>> begin Record excerpts

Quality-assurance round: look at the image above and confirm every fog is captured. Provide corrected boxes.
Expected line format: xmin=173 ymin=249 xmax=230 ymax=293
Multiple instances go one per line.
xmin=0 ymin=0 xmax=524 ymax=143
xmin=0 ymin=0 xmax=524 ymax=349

>> end Record excerpts

Copy the entries above word for word, keeping every line and character unchanged.

Quality-assurance round: look at the image above and confirm every fog is captured. Provide corrected boxes.
Expected line format: xmin=173 ymin=249 xmax=230 ymax=293
Multiple instances go one per line.
xmin=0 ymin=0 xmax=524 ymax=143
xmin=0 ymin=0 xmax=524 ymax=349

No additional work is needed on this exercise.